>>>>

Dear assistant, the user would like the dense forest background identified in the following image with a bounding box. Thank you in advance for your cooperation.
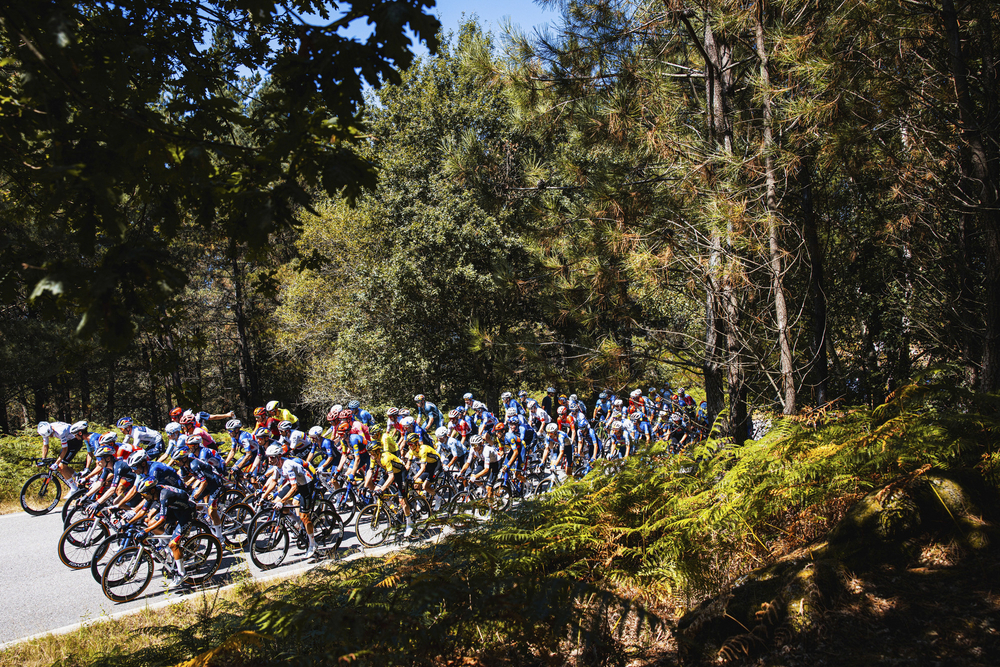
[0,0,1000,440]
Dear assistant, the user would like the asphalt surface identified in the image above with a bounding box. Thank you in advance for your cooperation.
[0,509,376,644]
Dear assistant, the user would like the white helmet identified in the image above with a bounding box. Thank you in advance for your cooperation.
[128,449,149,468]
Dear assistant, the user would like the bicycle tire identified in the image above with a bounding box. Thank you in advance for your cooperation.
[354,503,392,547]
[62,489,87,528]
[329,488,358,524]
[250,521,289,570]
[21,472,62,516]
[101,547,154,602]
[220,503,254,549]
[312,500,344,551]
[181,533,222,584]
[90,535,128,585]
[58,517,111,570]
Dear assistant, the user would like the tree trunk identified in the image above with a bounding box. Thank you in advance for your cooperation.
[941,0,1000,391]
[796,157,830,405]
[754,0,795,415]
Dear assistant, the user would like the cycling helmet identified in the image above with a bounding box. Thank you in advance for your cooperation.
[127,449,149,469]
[135,475,159,495]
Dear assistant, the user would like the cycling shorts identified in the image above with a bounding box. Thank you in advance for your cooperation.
[420,461,441,482]
[63,438,83,463]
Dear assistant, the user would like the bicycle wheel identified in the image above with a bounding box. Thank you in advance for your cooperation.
[90,535,128,584]
[354,503,392,547]
[101,547,153,602]
[59,518,111,570]
[221,503,253,549]
[312,500,344,551]
[62,489,87,528]
[250,521,288,570]
[21,472,62,516]
[181,533,222,584]
[330,488,358,524]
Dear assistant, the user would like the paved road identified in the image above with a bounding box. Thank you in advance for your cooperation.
[0,510,372,644]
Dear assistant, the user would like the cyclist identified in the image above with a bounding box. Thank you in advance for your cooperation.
[264,443,316,558]
[371,441,413,537]
[38,422,83,493]
[606,419,632,458]
[413,394,444,433]
[128,474,195,588]
[264,401,299,430]
[406,433,441,507]
[117,417,165,458]
[224,419,263,472]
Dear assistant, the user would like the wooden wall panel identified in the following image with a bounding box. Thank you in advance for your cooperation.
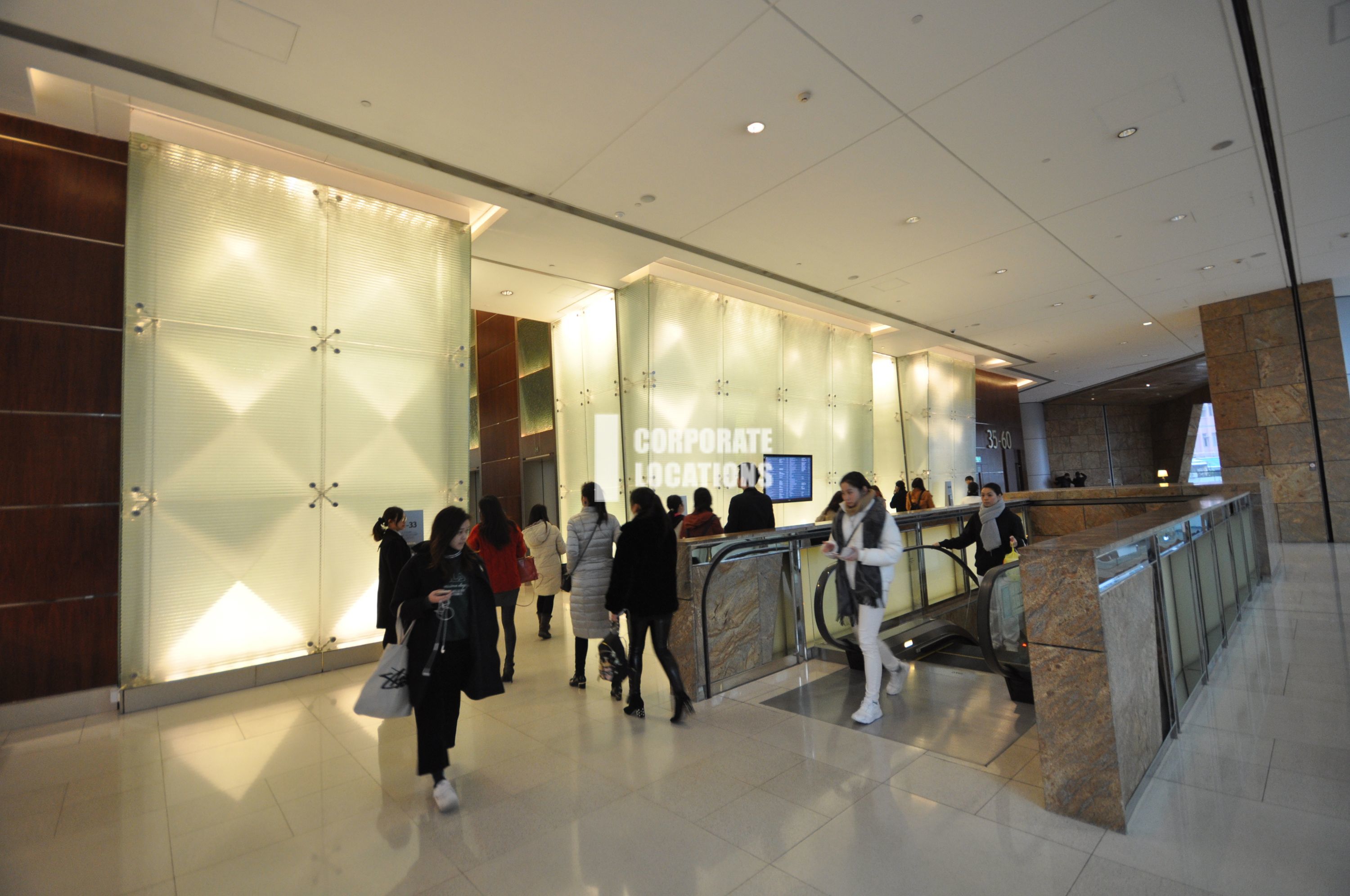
[0,139,127,243]
[0,596,117,703]
[0,115,127,162]
[0,320,122,414]
[0,227,123,328]
[0,506,119,603]
[0,115,127,702]
[0,414,122,507]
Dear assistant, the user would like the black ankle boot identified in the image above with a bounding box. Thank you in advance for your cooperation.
[671,694,694,725]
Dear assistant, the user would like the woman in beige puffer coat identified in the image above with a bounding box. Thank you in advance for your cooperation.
[521,505,567,641]
[567,482,618,688]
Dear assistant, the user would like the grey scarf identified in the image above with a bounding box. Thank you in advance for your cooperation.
[980,495,1006,553]
[830,498,886,625]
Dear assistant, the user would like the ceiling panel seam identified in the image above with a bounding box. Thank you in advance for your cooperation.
[537,7,772,196]
[0,19,1035,364]
[774,3,1189,363]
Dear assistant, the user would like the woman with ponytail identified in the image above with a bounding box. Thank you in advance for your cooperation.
[367,507,413,645]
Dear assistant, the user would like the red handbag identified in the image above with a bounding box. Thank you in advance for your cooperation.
[516,557,539,583]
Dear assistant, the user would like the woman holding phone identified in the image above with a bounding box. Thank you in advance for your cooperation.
[394,506,504,812]
[824,471,910,725]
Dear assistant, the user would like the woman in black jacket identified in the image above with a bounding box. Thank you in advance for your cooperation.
[937,482,1026,576]
[394,507,504,812]
[370,507,413,646]
[605,487,694,722]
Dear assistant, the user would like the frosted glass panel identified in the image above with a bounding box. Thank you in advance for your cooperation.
[552,312,589,518]
[830,405,890,483]
[327,198,467,355]
[651,277,722,386]
[872,355,904,499]
[830,327,872,405]
[783,314,832,399]
[122,135,471,684]
[127,140,327,336]
[722,298,783,394]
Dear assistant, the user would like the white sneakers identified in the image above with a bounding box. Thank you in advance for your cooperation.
[886,660,910,696]
[431,779,459,812]
[853,660,910,725]
[853,700,882,725]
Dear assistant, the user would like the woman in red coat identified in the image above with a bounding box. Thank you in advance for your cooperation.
[468,495,525,684]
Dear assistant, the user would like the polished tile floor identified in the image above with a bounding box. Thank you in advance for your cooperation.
[0,545,1350,896]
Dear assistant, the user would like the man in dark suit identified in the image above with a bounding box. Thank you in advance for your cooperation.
[722,463,778,533]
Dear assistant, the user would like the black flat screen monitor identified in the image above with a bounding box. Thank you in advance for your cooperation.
[764,455,811,503]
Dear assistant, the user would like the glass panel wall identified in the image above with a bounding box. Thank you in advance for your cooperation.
[122,135,471,684]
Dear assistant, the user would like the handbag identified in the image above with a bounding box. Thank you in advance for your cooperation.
[352,622,417,719]
[516,557,539,583]
[563,524,599,594]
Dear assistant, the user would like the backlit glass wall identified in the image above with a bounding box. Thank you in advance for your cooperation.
[608,277,873,525]
[552,296,628,532]
[122,135,470,684]
[896,352,975,507]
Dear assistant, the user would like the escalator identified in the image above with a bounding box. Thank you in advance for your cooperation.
[814,545,1034,703]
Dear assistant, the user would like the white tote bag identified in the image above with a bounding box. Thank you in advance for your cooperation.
[354,622,417,719]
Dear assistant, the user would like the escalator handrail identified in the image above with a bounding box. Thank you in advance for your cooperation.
[813,544,980,652]
[975,560,1026,679]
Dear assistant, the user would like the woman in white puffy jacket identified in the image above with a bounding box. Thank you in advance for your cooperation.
[824,472,910,725]
[567,482,618,688]
[520,505,567,641]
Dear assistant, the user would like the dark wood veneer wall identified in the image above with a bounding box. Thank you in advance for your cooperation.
[474,312,524,524]
[0,115,127,703]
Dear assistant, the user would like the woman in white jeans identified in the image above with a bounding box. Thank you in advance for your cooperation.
[824,472,910,725]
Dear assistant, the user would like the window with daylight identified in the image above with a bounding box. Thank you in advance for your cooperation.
[120,135,470,684]
[1188,402,1223,486]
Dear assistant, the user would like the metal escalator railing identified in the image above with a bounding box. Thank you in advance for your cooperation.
[975,560,1034,703]
[814,545,1033,703]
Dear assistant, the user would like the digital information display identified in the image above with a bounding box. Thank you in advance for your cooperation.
[764,455,811,503]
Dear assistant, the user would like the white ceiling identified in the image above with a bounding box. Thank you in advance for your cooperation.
[0,0,1350,399]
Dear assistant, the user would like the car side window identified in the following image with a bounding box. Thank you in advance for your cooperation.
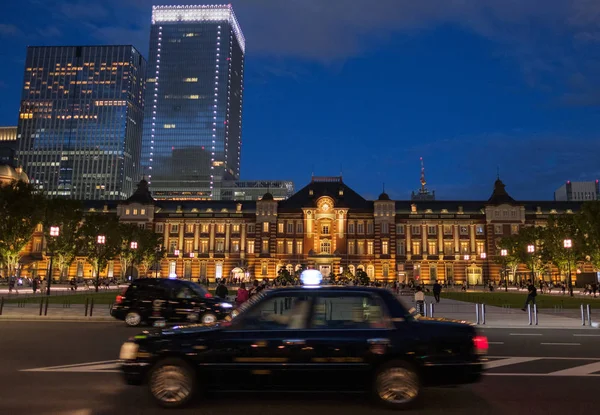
[234,296,310,330]
[310,294,387,330]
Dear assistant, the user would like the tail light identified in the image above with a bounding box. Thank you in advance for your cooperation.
[473,336,489,354]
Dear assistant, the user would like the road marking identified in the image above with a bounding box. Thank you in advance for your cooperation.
[540,343,581,346]
[548,362,600,376]
[20,360,121,373]
[485,357,541,369]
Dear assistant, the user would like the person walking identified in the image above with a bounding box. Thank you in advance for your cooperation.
[433,281,442,303]
[235,282,250,307]
[415,285,425,316]
[521,281,537,311]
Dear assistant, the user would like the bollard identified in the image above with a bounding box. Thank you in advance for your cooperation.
[584,304,592,326]
[481,304,485,324]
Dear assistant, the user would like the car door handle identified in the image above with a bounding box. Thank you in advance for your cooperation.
[367,338,390,345]
[283,339,306,346]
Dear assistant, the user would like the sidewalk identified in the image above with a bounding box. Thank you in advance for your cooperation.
[399,297,596,329]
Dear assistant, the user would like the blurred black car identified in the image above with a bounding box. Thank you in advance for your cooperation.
[120,287,487,408]
[110,278,233,326]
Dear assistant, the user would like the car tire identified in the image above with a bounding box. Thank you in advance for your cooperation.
[125,311,142,327]
[372,360,421,410]
[200,313,219,324]
[148,358,197,408]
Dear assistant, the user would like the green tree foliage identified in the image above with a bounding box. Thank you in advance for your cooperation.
[0,181,45,276]
[42,199,83,280]
[79,213,123,292]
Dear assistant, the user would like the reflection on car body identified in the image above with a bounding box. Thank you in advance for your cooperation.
[120,287,487,408]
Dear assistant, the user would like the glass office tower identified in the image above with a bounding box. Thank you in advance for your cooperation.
[142,6,245,199]
[17,46,146,200]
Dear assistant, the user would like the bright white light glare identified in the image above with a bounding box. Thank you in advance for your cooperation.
[300,269,323,287]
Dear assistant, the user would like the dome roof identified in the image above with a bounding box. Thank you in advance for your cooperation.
[0,164,29,184]
[260,192,273,200]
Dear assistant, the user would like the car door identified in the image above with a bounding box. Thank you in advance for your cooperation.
[204,292,312,390]
[301,291,393,390]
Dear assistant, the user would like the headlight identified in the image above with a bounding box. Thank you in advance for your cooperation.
[119,342,140,360]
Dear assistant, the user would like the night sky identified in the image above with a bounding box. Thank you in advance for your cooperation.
[0,0,600,200]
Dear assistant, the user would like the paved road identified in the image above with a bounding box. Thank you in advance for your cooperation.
[0,322,600,415]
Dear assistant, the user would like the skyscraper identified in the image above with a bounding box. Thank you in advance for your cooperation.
[142,5,245,199]
[17,45,146,200]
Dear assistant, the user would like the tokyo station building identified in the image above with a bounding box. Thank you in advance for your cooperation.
[16,177,591,285]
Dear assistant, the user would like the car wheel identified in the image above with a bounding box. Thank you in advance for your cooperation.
[125,311,142,327]
[373,360,421,409]
[148,358,196,408]
[200,313,218,324]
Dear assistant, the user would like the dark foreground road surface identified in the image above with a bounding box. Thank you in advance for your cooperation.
[0,322,600,415]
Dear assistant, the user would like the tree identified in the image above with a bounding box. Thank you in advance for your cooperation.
[42,199,83,280]
[135,228,166,276]
[79,213,123,292]
[356,268,371,285]
[0,181,45,276]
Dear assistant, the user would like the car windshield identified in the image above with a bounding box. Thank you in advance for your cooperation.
[183,281,211,298]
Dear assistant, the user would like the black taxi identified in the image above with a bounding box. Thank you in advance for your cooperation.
[120,272,487,409]
[110,278,233,326]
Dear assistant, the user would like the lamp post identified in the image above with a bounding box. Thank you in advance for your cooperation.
[95,235,106,292]
[527,245,535,286]
[46,226,60,295]
[479,252,489,288]
[500,249,508,292]
[464,255,471,290]
[125,241,137,280]
[169,249,179,278]
[563,239,573,297]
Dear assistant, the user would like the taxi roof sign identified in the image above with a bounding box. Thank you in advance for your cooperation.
[300,269,323,287]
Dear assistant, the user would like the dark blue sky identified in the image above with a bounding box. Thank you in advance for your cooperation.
[0,0,600,200]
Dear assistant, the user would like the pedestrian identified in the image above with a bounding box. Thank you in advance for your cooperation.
[215,279,229,300]
[433,281,442,303]
[521,281,537,311]
[415,285,425,316]
[235,282,250,307]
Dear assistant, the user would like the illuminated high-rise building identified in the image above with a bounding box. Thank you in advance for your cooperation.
[142,5,245,199]
[17,45,146,200]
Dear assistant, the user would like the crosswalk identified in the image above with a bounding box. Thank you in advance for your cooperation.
[485,356,600,377]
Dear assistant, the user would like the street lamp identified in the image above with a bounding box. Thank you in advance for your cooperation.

<<<<

Recopiez sans rien y changer le passage du matériel qui va du début jusqu'à la ligne contenant « [0,510,372,644] », cette dernière comprise. Laissez les images de côté.

Dear assistant, the user would like the dense forest background identified in the following image with a bounding box. Thank you in advance for your cooperation.
[0,0,1000,440]
Dear assistant, the user would like the asphalt surface identified in the image above with a bounding box. Thank you in advance for your cooperation.
[0,509,376,644]
Dear assistant, the user would like the white helmet identified in the image above with a bounding box. Thank you in advance for your cooperation.
[128,449,149,468]
Dear assistant, the user would like the bicycle tire identified in the image above with a bounding box. Thank you in advance for your cooperation.
[354,503,392,547]
[62,489,87,528]
[329,488,358,524]
[250,521,289,570]
[21,472,62,516]
[101,547,154,602]
[220,503,254,549]
[312,500,344,551]
[181,533,222,584]
[90,535,128,585]
[58,517,111,570]
Dear assistant, the user would like the tree trunk identified in the image above with a bounding box. Thank you in advance for your cooperation.
[941,0,1000,391]
[796,157,830,405]
[754,0,795,415]
Dear assistant, the user would like the cycling helmet identified in the image above with a bounding box. Thank you in advance for your cooperation.
[127,449,149,469]
[135,475,159,495]
Dear assistant, the user would like the cycling shorts identified in the image above with a bounding box. Thank you in advance for your cooperation.
[420,461,441,482]
[63,438,83,463]
Dear assistant, the user would like the bicycle wheel identified in the image above with a bounding box. Thank you in advance for your cooperation.
[90,535,128,584]
[354,503,392,547]
[101,547,153,602]
[59,518,111,570]
[221,503,253,549]
[312,500,344,551]
[62,489,87,528]
[250,521,288,570]
[21,472,62,516]
[181,533,222,584]
[330,488,358,524]
Dear assistant, the user would like the paved road identified in the image above with a bounding box. Thank you in advance for your cooperation.
[0,510,372,644]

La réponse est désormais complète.